● Page text
= = = =

Is willpower about your biology or your brain? Are we constrained by the narrow limits of our biology?
After nearly a two-week hiatus from blogging--and Thanksgiving week in glorious Boston with my kids, spending some of that time going over my grandson’s list of potential colleges, I’m back home again. So I chuckled to see Carol Dweck and her associate, Greg Walton, reporting still more of their ground-breaking practical research in Sunday’s NYTimes.
The Stanford profs have studied another important issue of human capital: willpower. And they’ve found that we can actually manage our willpower.
The authors begin by posing two important illustrations of the problem, both depicting the popular belief that willpower is about biology not mindset. In one, they quote a recent nutrition book, arguing that because of how the brain’s hypothalamus works, it is a “myth” that anyone can will himself to lose weight. A second illustration from a just published book concludes that willpower is “limited and depends on a continuous supply” of glucose. Dweck and Walton’s assessment is spot on: these theories attribute our failures of willpower to our fixed biology—and wrong.
The theories, as Dweck and Walton point out, have an obvious appeal: attributing failures of willpower to our fixed biological limits justifies our procrastination as well as our growing waistlines. Not only that, we also get to consume more sugar.
In stark contrast, their research has found that what’s limiting our willpower is our mindset. And when people believe that willpower is self-renewing and work hard, they’re energized to work more.
Recognizing that many people are skeptical about renewing willpower, their research found the following:
When the initial task was easy and willpower wasn’t required, people did well on the tricky cognitive task, making few mistakes. But when the initial task was hard and involved self-control, people who believed that willpower was limited made almost twice as many mistakes on the tricky cognitive task as did the group that performed the initial easy task. This finding replicates many studies by Dr. Baumeister and others that have been interpreted as evidence that willpower is limited and easily depleted. But, strikingly, we found that people who believed that willpower was not limited continued to perform well on the second task, making few mistakes, even after facing the difficult initial task. They were not “depleted” and kept on doing well.

= = = =

● Extracted information
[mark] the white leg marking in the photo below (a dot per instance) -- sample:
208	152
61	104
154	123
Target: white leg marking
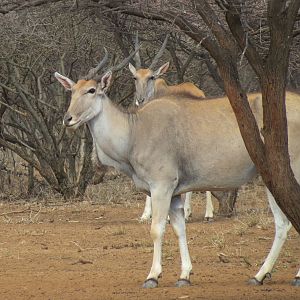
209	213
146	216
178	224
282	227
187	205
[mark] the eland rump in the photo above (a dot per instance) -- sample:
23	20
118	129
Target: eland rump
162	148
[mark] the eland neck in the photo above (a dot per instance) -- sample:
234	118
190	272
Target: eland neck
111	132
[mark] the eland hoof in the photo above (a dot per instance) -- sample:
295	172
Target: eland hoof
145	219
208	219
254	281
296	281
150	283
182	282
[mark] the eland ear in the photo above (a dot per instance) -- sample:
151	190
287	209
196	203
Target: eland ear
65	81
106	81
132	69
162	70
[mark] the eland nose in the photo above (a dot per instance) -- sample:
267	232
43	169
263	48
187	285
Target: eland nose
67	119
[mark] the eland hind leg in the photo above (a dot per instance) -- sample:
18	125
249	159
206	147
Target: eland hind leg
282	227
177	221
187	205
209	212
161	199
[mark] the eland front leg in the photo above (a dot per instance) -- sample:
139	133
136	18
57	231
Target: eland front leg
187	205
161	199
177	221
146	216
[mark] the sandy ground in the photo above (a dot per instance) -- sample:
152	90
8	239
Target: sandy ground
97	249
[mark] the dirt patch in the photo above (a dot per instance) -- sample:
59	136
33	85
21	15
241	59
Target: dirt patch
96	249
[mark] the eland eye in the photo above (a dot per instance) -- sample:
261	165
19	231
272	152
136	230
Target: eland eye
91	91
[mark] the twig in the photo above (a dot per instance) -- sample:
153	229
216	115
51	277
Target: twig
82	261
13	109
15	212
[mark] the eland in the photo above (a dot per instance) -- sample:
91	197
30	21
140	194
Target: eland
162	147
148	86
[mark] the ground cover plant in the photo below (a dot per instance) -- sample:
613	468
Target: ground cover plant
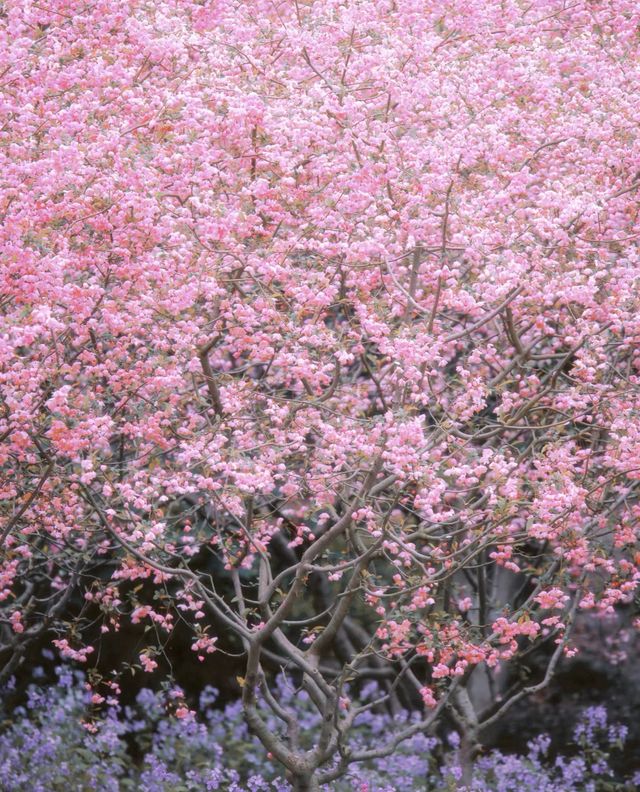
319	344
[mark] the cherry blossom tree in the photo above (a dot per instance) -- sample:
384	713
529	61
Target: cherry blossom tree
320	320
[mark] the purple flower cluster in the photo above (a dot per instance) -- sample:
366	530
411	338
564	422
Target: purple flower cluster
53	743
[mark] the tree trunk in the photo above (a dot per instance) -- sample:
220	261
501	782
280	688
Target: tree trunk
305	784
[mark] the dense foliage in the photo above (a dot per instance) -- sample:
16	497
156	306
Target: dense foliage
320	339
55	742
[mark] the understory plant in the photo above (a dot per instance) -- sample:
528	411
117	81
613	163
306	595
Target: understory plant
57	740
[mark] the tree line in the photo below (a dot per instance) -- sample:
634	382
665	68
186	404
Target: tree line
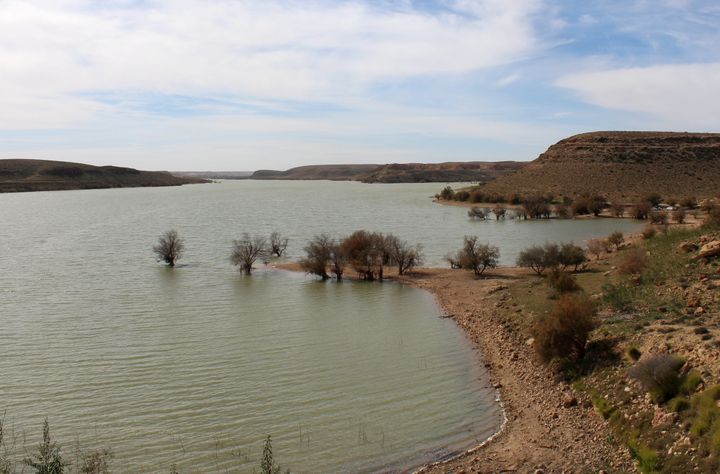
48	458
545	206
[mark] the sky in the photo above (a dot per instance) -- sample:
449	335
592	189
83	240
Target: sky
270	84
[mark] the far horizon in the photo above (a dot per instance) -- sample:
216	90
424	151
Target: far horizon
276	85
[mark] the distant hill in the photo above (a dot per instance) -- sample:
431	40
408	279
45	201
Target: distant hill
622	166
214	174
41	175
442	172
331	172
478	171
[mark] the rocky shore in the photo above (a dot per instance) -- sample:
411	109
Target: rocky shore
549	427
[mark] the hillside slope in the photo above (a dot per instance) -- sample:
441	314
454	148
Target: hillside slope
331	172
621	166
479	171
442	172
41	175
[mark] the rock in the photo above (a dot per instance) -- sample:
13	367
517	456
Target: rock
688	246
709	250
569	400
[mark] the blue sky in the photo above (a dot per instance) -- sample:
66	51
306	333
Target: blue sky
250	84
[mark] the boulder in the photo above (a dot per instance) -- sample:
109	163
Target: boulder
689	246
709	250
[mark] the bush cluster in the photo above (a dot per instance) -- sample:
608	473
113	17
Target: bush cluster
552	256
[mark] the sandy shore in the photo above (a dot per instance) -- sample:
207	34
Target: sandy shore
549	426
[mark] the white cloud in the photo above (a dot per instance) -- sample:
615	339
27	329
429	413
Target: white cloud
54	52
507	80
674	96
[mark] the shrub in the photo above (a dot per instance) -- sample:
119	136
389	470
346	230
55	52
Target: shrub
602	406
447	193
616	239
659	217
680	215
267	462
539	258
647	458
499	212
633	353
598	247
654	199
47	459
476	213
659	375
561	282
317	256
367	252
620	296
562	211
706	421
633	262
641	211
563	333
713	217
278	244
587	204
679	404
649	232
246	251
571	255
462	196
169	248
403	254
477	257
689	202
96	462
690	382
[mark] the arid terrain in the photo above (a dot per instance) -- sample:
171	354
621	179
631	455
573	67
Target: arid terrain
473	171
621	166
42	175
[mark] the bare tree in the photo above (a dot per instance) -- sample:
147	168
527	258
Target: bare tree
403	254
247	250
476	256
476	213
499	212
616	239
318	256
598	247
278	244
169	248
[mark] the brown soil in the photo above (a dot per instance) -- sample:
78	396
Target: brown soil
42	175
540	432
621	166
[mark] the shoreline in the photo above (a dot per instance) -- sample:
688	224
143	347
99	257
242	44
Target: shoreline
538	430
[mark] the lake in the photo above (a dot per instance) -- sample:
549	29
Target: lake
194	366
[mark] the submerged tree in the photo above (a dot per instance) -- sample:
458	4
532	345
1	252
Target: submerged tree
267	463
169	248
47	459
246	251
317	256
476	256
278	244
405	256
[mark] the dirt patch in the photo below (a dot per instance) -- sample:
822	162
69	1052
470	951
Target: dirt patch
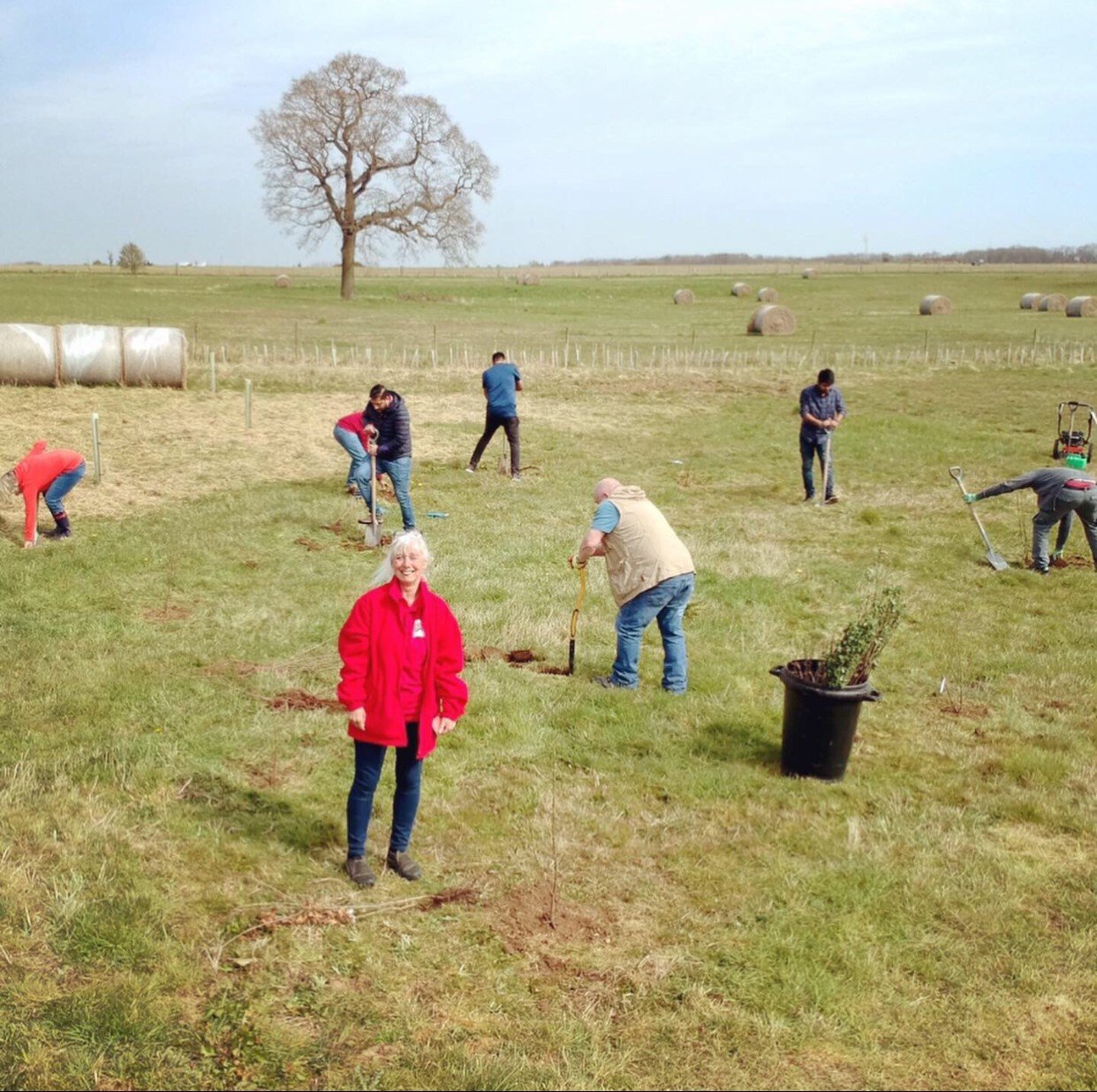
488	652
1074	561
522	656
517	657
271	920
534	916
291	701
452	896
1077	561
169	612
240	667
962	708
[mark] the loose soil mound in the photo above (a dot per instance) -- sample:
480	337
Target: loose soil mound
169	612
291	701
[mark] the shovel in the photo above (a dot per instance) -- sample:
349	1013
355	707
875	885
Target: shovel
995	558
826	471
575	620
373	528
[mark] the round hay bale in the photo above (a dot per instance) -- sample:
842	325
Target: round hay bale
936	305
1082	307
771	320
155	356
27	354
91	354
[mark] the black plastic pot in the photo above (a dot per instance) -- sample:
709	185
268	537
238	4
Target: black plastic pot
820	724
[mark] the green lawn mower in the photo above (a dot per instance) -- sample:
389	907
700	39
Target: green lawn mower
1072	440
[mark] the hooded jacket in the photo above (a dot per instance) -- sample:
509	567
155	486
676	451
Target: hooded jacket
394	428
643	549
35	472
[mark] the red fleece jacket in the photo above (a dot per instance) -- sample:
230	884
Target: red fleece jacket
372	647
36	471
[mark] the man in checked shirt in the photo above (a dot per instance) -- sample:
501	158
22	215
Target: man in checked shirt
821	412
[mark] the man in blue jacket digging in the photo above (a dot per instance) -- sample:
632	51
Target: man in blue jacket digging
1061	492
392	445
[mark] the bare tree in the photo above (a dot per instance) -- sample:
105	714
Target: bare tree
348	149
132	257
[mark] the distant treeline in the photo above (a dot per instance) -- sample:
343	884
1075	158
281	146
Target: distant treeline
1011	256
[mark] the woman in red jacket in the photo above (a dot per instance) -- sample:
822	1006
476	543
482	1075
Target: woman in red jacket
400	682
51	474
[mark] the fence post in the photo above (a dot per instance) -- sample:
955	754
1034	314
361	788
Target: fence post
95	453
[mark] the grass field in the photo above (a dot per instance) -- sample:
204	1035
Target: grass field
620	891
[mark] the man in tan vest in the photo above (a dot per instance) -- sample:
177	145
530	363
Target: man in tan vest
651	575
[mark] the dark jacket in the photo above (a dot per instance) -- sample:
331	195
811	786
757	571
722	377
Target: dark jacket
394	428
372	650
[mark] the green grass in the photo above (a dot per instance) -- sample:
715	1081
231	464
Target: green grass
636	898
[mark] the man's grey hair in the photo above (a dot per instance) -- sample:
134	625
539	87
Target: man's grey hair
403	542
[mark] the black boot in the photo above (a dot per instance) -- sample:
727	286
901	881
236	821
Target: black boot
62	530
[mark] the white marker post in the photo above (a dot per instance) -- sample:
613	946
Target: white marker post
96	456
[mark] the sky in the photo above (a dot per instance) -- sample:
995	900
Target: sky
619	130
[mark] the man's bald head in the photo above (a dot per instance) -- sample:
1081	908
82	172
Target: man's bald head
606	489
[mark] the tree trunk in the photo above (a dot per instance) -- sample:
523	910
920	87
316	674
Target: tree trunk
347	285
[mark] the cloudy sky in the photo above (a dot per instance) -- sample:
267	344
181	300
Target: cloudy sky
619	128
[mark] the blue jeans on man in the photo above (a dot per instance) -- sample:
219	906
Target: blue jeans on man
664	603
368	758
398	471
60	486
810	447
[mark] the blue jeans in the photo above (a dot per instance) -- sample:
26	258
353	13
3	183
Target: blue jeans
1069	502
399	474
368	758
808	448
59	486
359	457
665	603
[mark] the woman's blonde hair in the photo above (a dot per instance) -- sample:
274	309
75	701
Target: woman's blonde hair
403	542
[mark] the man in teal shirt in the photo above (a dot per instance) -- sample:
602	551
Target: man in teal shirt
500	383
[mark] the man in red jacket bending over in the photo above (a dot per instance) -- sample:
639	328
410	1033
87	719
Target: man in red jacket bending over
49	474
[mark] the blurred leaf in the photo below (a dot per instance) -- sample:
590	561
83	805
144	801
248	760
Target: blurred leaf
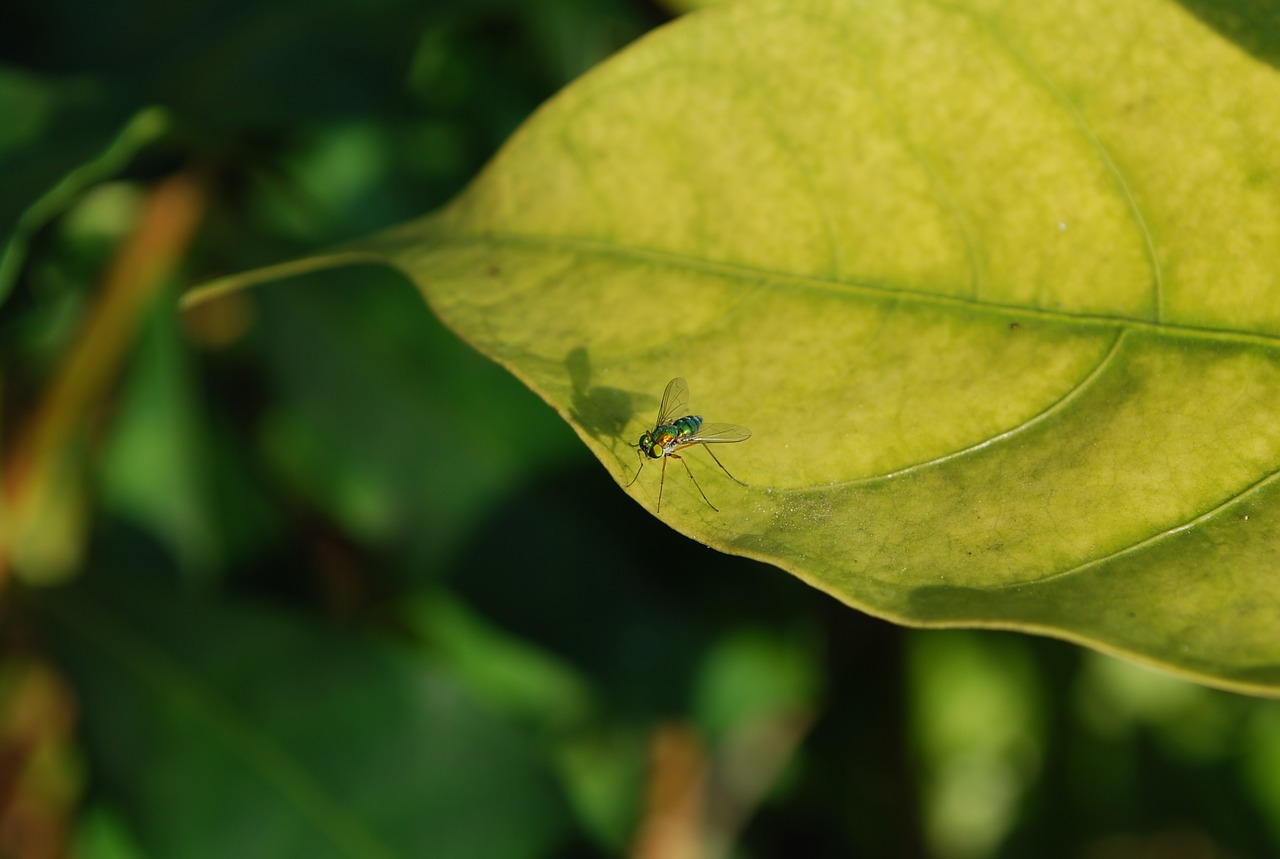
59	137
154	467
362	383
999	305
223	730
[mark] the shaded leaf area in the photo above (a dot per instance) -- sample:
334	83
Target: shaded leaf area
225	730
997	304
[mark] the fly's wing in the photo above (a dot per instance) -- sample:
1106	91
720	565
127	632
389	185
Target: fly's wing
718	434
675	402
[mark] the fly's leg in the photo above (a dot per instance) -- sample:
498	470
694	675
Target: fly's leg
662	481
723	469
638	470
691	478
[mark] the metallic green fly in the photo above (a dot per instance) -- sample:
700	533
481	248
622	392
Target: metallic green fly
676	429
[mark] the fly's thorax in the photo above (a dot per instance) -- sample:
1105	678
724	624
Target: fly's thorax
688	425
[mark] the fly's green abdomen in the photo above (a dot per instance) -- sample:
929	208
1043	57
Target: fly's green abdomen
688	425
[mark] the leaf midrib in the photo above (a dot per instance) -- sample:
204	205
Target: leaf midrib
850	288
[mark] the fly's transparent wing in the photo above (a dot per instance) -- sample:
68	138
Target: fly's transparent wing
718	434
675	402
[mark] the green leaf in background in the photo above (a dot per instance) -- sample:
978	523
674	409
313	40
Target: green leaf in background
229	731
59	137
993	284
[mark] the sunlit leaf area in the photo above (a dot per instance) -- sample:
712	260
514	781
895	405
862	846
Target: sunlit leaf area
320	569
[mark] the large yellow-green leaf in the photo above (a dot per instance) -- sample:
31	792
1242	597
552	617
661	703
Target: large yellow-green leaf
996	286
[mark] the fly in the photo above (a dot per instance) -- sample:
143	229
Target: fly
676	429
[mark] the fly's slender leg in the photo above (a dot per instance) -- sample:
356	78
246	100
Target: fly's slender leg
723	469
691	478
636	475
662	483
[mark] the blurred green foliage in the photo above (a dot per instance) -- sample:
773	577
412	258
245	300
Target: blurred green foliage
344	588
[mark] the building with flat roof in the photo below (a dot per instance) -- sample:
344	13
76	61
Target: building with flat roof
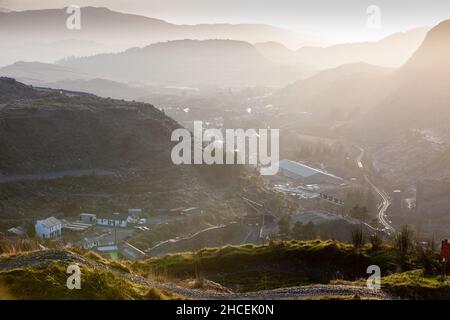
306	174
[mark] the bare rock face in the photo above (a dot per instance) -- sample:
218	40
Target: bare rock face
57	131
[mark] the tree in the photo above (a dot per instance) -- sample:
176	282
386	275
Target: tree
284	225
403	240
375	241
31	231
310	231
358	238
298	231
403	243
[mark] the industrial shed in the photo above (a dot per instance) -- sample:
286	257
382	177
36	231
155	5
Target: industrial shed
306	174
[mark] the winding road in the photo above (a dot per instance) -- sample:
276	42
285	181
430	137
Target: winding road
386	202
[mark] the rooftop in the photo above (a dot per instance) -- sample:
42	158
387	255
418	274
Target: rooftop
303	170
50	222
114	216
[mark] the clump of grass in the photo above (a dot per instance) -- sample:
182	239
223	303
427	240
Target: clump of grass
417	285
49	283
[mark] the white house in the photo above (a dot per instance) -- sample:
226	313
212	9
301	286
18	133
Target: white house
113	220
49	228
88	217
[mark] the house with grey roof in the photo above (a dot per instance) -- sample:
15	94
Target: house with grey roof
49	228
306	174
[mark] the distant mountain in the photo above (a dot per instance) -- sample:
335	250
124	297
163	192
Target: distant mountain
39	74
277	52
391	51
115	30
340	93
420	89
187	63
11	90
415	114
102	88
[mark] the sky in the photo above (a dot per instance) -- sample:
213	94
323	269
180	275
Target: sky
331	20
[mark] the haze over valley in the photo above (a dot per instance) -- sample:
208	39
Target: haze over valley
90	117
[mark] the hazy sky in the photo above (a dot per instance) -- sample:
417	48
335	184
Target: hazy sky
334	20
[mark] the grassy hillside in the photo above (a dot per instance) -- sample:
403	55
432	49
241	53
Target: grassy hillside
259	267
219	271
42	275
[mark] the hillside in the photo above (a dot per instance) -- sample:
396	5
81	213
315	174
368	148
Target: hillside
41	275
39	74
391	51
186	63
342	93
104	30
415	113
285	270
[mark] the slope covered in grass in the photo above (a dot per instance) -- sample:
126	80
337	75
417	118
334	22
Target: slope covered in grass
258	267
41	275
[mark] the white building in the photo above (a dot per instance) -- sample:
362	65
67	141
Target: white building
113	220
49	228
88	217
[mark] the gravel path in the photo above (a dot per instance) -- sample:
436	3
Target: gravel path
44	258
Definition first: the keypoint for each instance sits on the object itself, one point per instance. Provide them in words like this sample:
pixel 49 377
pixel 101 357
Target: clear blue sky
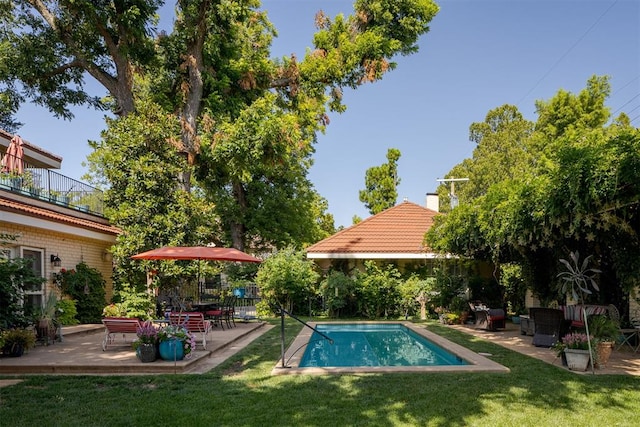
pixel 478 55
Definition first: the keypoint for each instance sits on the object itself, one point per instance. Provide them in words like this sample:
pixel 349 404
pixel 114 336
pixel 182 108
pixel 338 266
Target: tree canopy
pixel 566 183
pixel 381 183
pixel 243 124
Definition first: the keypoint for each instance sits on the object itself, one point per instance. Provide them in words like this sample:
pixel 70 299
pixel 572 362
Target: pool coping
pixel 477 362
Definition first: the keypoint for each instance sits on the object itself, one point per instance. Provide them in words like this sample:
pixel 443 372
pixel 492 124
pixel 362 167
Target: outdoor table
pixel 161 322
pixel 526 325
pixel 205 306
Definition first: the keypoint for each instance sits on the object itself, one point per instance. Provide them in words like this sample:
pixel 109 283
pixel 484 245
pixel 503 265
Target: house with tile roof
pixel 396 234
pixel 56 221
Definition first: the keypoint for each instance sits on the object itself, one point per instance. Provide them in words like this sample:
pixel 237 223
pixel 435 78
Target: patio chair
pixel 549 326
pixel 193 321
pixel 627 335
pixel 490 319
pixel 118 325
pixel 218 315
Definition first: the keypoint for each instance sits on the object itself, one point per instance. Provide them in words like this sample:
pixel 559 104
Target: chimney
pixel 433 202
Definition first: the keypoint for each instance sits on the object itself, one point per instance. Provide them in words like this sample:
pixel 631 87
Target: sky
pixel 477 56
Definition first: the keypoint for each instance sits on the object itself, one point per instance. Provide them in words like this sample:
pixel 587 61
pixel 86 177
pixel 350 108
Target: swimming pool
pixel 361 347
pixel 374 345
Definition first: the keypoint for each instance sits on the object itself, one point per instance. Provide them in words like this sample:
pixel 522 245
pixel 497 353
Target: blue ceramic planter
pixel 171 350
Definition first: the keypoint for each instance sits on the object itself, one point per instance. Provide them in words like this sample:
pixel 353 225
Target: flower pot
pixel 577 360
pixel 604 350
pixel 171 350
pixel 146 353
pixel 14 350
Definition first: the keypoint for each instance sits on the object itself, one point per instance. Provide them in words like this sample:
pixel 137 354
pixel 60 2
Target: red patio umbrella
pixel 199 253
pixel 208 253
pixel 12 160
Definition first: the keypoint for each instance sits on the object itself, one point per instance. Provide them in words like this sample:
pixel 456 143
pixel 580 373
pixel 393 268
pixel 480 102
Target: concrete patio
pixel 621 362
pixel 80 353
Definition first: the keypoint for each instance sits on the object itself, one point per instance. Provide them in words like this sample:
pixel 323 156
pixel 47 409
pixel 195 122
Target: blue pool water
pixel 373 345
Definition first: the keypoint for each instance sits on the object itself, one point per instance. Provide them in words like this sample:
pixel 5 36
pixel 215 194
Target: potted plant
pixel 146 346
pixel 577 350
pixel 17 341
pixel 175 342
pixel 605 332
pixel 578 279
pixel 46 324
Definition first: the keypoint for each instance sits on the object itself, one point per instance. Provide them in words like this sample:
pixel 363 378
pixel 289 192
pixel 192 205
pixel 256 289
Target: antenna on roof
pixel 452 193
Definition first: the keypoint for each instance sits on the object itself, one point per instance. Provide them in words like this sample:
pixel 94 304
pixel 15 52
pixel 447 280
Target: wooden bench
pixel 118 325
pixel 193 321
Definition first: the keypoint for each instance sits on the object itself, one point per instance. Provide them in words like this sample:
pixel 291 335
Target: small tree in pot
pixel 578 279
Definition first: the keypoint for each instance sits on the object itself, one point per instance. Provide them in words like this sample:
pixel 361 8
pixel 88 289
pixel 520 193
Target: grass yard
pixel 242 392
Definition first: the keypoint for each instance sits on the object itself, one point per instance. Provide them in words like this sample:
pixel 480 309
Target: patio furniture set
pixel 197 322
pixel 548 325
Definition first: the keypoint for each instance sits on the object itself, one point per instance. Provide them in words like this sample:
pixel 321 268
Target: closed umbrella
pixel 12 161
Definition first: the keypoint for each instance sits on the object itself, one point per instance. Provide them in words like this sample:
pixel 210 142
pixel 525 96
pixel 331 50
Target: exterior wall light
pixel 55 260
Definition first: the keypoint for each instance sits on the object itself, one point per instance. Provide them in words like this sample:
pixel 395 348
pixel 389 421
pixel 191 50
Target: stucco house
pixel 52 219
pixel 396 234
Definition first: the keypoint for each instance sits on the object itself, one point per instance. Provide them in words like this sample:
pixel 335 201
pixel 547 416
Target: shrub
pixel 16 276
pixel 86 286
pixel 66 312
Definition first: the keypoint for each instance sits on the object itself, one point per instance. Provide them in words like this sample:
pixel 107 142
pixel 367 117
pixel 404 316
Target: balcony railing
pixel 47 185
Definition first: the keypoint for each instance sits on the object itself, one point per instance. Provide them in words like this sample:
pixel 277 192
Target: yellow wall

= = = =

Carry the blog post on willpower forward from its last sentence. The entries have no connection to the blog post on willpower.

● Answer space
This study and others put the lie to our common notions about the limitations of willpower. They also reinforce the well-known research that shows that the more we learn, the better and the faster that we can learn.
You may contend that these results show only that some people just happen to have more willpower — and know that they do. But on the contrary, we found that anyone can be prompted to think that willpower is not so limited. When we had people read statements that reminded them of the power of willpower like, “Sometimes, working on a strenuous mental task can make you feel energized for further challenging activities,” they kept on working and performing well with no sign of depletion. They made half as many mistakes on a difficult cognitive task as people who read statements about limited willpower. In another study, they scored 15 percent better on I.Q. problems.
When faced with skepticism about this kind of research I remember that old dogma dies hard. Once concepts are deeply embedded, a superstructure of assumptions and ideas grows around it. Rejecting a dogma means that many ideas are now questionable, and . . . as a result a close read of a book or thoughtful analysis of a new and complex idea is impossible. As an acquaintance of mine said about these ideas: "I don't believe it. I can't believe it. Everything I've ever learned about intelligence and achievement would go out the window." He tuned out. It was a losing battle I chose not to fight.
This research reminds parents of some very important truths for their children—and themselves as adults, businesspersons and professionals.
At stake in this debate is not just a question about the nature of willpower. It’s also a question of what kind of people we want to be. Do we want to be a people who dismiss our weaknesses as unchangeable? When a student struggles in math, should we tell that student, “Don’t worry, you’re just not a math person”? Do we want him to give up in the name of biology? Or do we want him to work harder in the spirit of what he wants to become?